Exercise description:
Reproduce the material below word for word, leaving out the pictures.

Available data:
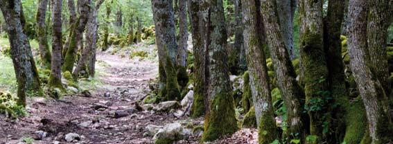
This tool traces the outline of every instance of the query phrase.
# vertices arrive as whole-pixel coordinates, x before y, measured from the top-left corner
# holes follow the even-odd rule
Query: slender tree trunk
[[[262,0],[261,2],[263,23],[266,35],[268,35],[268,44],[275,68],[279,88],[288,109],[286,123],[288,128],[286,136],[289,139],[304,138],[306,132],[304,123],[306,122],[306,118],[302,116],[303,102],[301,101],[304,98],[304,94],[295,80],[296,73],[280,32],[279,19],[274,10],[274,0]],[[298,136],[293,134],[298,134]]]
[[[350,64],[355,81],[366,108],[369,134],[372,143],[387,143],[391,141],[392,119],[390,118],[388,98],[381,83],[373,72],[372,60],[368,46],[377,44],[373,37],[368,38],[367,16],[381,17],[378,14],[368,12],[367,1],[350,0],[349,6],[349,25],[348,26],[348,46]],[[370,10],[372,10],[371,8]],[[371,10],[372,12],[372,10]],[[372,19],[369,18],[369,21]],[[375,43],[374,43],[375,42]],[[368,44],[367,43],[371,43]],[[373,50],[374,51],[374,50]],[[378,57],[381,59],[381,57]],[[380,61],[381,62],[381,61]],[[377,66],[381,66],[378,64]]]
[[[78,42],[80,40],[77,39],[77,38],[81,37],[83,31],[85,31],[85,28],[89,19],[88,14],[89,11],[89,3],[91,0],[80,1],[81,1],[80,15],[76,23],[75,24],[74,29],[71,30],[72,35],[70,38],[71,41],[69,48],[67,51],[64,57],[64,62],[62,67],[62,71],[72,71],[76,57],[76,53],[78,51]]]
[[[20,0],[0,0],[0,8],[7,24],[10,53],[18,84],[18,105],[26,105],[26,95],[29,91],[42,94],[38,72],[33,57],[28,37],[24,32]]]
[[[71,27],[69,28],[69,37],[67,38],[65,45],[62,50],[62,57],[65,57],[68,48],[69,47],[69,43],[71,42],[71,37],[72,36],[72,30],[75,28],[75,24],[76,23],[76,12],[75,10],[75,3],[73,0],[68,0],[68,10],[69,12],[69,24]]]
[[[45,17],[46,15],[46,8],[48,0],[38,1],[38,10],[35,17],[37,21],[37,35],[38,35],[38,46],[40,48],[40,55],[42,64],[49,66],[51,64],[51,51],[48,44],[46,37],[46,28],[45,28]]]
[[[209,103],[202,141],[216,140],[238,129],[230,84],[227,52],[227,30],[222,0],[210,1],[209,28]]]
[[[191,26],[193,48],[194,54],[194,100],[191,108],[191,116],[197,118],[202,116],[207,109],[204,107],[205,96],[207,96],[207,83],[206,74],[206,63],[204,35],[205,19],[201,15],[202,6],[199,0],[188,0],[189,15]]]
[[[62,84],[62,0],[52,0],[52,63],[48,85],[63,89]]]
[[[243,20],[245,25],[244,42],[250,84],[255,116],[258,125],[259,143],[270,143],[279,138],[275,127],[274,114],[270,96],[270,87],[264,48],[266,36],[261,33],[263,24],[259,0],[243,0]],[[263,35],[263,39],[260,35]]]
[[[368,1],[369,12],[367,24],[368,51],[371,60],[370,67],[376,75],[387,96],[390,94],[392,88],[387,80],[389,65],[387,64],[387,54],[386,44],[387,44],[387,29],[390,26],[392,15],[389,12],[390,0]],[[393,98],[390,98],[393,100]]]
[[[152,0],[159,61],[159,91],[164,100],[181,100],[176,73],[177,44],[172,0]]]
[[[86,30],[87,40],[86,47],[82,52],[82,55],[78,61],[78,64],[72,73],[73,78],[77,78],[79,73],[82,69],[86,67],[89,57],[95,57],[92,55],[92,51],[96,49],[96,43],[97,42],[97,11],[100,8],[101,5],[104,2],[104,0],[100,0],[95,4],[95,7],[90,10],[89,13],[89,20],[87,21],[87,28]]]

Exercise answer:
This tool traces the outline of every instance of the query phrase.
# vertices arrive as whole-pixel coordinates, x before y, measured from the top-left corner
# holes follow the even-odd rule
Query: slender tree trunk
[[[262,0],[261,2],[263,23],[266,35],[268,35],[268,44],[275,68],[279,88],[288,109],[286,123],[288,128],[286,136],[289,139],[304,138],[306,132],[304,123],[306,122],[306,118],[302,116],[303,102],[301,101],[304,98],[304,94],[295,80],[296,73],[280,32],[279,19],[274,10],[274,0]],[[298,136],[293,134],[298,134]]]
[[[350,64],[355,81],[366,108],[369,134],[372,143],[387,143],[391,141],[392,119],[390,118],[388,98],[381,83],[373,72],[372,60],[368,46],[377,44],[373,37],[368,38],[367,16],[381,17],[378,14],[368,12],[367,1],[350,0],[349,6],[349,25],[348,26],[348,46]],[[370,10],[372,10],[371,8]],[[371,10],[372,12],[372,10]],[[372,19],[369,18],[369,21]],[[375,43],[374,43],[375,42]],[[368,44],[367,43],[371,43]],[[373,50],[374,51],[374,50]],[[378,57],[381,59],[381,57]],[[380,61],[381,62],[381,61]],[[377,66],[381,66],[378,64]]]
[[[78,42],[80,40],[77,39],[77,38],[81,37],[83,31],[85,31],[85,28],[89,19],[88,14],[89,11],[89,3],[91,0],[80,1],[81,1],[80,15],[76,23],[75,24],[74,29],[71,30],[72,35],[70,38],[71,41],[69,48],[67,51],[64,57],[64,62],[62,67],[62,71],[72,71],[76,57],[76,53],[78,51]]]
[[[20,0],[0,0],[0,8],[7,24],[10,53],[18,84],[18,105],[26,105],[26,95],[29,91],[42,94],[38,72],[33,57],[28,37],[24,32]]]
[[[71,27],[69,28],[69,37],[67,38],[65,45],[62,50],[62,57],[65,57],[68,48],[69,47],[69,43],[71,42],[71,37],[72,36],[72,30],[75,28],[75,24],[76,23],[76,12],[75,10],[75,3],[73,0],[68,0],[68,10],[69,12],[69,24]]]
[[[45,17],[46,15],[46,8],[48,0],[38,1],[38,10],[35,17],[37,21],[37,35],[38,35],[38,46],[40,48],[40,55],[42,64],[49,66],[51,64],[51,51],[48,44],[46,37],[46,28],[45,28]]]
[[[209,103],[202,141],[216,140],[238,129],[230,84],[227,52],[227,30],[222,0],[210,1],[209,28]]]
[[[191,26],[193,48],[194,54],[194,100],[191,108],[191,116],[197,118],[202,116],[207,109],[204,107],[205,96],[207,96],[207,83],[206,74],[206,63],[204,35],[205,19],[201,15],[202,6],[199,0],[188,0],[189,15]]]
[[[62,84],[62,0],[52,0],[52,63],[48,85],[63,89]]]
[[[243,20],[245,25],[244,42],[250,84],[255,116],[258,125],[259,143],[270,143],[279,138],[275,127],[274,114],[270,96],[270,87],[264,48],[266,36],[261,33],[263,24],[259,0],[243,0]],[[263,35],[263,39],[260,35]]]
[[[368,1],[369,12],[367,24],[368,51],[371,60],[370,67],[376,75],[387,96],[390,94],[392,88],[387,80],[389,65],[387,64],[387,54],[386,44],[387,44],[387,29],[390,26],[392,15],[389,12],[390,0]],[[393,98],[390,98],[393,100]]]
[[[152,0],[159,61],[159,91],[164,100],[181,100],[176,73],[177,44],[172,0]]]
[[[86,30],[87,40],[86,47],[82,52],[82,55],[78,61],[78,64],[72,73],[73,78],[77,78],[79,73],[82,69],[86,67],[89,57],[95,57],[92,55],[92,51],[96,49],[96,43],[97,42],[97,11],[100,8],[101,5],[104,2],[104,0],[100,0],[95,4],[95,7],[90,10],[89,13],[89,20],[87,21],[87,28]]]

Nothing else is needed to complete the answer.